» Your instructions
Turn the records into a Markdown table with the columns Row and Record line, starting at the line that contains "In this exercise you will indicate the elderly" and stopping after the line that contains "[(365, 156), (124, 304), (318, 363)]". Number each line in the Row column and omit any blank lines.

» Provided material
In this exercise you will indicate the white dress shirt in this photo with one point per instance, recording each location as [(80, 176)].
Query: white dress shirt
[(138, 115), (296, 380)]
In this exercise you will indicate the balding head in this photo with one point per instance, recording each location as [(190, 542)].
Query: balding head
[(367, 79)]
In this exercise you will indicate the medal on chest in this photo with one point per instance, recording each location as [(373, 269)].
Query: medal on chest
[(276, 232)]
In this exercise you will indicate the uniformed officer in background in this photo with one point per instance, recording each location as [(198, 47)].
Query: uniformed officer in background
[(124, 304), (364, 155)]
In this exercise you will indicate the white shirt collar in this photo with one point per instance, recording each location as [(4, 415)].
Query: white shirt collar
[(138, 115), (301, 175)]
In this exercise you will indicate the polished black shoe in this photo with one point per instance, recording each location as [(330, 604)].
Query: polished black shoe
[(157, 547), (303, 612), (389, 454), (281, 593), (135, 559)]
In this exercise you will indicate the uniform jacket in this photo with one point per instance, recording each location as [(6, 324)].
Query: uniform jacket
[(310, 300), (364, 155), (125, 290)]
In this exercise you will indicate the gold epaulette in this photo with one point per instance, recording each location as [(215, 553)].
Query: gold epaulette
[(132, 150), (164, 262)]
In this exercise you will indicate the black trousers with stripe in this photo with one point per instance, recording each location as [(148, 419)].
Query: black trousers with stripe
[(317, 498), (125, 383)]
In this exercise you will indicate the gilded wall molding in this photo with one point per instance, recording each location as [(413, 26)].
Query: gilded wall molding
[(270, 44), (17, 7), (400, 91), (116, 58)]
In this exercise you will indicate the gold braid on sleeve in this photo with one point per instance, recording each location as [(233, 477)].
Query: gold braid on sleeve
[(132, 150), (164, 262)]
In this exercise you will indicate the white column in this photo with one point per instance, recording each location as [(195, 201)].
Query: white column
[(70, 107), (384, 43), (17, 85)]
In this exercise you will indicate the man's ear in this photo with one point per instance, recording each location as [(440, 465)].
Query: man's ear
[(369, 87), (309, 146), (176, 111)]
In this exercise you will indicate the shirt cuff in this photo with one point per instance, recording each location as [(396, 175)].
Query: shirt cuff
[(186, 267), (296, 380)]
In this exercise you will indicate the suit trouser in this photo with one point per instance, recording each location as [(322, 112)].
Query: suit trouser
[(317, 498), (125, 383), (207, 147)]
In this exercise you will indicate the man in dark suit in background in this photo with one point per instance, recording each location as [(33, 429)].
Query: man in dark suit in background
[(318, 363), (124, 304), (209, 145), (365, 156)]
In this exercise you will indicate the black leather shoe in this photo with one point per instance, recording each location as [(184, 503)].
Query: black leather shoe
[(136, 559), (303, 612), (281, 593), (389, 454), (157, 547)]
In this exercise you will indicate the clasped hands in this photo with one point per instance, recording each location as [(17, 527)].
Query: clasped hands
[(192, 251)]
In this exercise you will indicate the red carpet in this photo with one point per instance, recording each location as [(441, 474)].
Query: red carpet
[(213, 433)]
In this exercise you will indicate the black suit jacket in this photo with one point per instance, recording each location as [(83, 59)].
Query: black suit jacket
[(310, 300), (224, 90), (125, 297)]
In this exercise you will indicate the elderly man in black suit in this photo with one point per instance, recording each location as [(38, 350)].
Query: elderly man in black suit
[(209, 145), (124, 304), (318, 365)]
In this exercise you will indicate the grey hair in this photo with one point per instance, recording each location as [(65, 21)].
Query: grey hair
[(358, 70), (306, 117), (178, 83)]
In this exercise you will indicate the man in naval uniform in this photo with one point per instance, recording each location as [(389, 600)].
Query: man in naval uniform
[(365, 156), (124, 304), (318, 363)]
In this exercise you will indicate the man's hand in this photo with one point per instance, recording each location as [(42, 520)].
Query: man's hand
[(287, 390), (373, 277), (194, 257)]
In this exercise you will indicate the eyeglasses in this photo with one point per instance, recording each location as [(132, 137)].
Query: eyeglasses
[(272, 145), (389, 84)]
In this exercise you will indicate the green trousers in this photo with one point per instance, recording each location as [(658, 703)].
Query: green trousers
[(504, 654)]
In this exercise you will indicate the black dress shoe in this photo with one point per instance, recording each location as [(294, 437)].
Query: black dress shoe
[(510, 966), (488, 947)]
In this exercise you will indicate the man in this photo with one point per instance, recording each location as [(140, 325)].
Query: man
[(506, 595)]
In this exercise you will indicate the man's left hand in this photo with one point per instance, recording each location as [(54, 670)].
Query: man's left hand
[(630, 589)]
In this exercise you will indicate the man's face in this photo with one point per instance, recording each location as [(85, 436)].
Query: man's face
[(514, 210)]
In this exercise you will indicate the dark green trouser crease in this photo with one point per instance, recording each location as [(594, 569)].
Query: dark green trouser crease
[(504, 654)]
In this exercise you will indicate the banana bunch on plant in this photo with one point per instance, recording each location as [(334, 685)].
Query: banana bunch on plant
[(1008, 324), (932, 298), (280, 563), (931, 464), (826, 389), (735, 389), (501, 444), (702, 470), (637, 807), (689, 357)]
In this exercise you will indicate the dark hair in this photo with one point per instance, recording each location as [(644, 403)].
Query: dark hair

» Output of the task
| Row | Record line |
|---|---|
| 1 | In this exercise you will indicate the elderly man in black suit in this photo with one point per instance, recording each location as [(38, 350)]. |
| 2 | Query: elderly man in black suit |
| 3 | [(209, 145), (124, 304), (318, 365)] |
| 4 | In this exercise you will indicate the grey hair in this photo with one point per instance, recording each location as [(65, 21)]. |
| 5 | Query: grey hair |
| 6 | [(358, 70), (306, 117), (178, 83)] |
| 7 | In this exercise you will indicate the man in naval uniform in this photo with one point per instance, recording each location as [(389, 600)]. |
| 8 | Query: man in naval uniform |
| 9 | [(365, 156), (124, 304), (318, 363)] |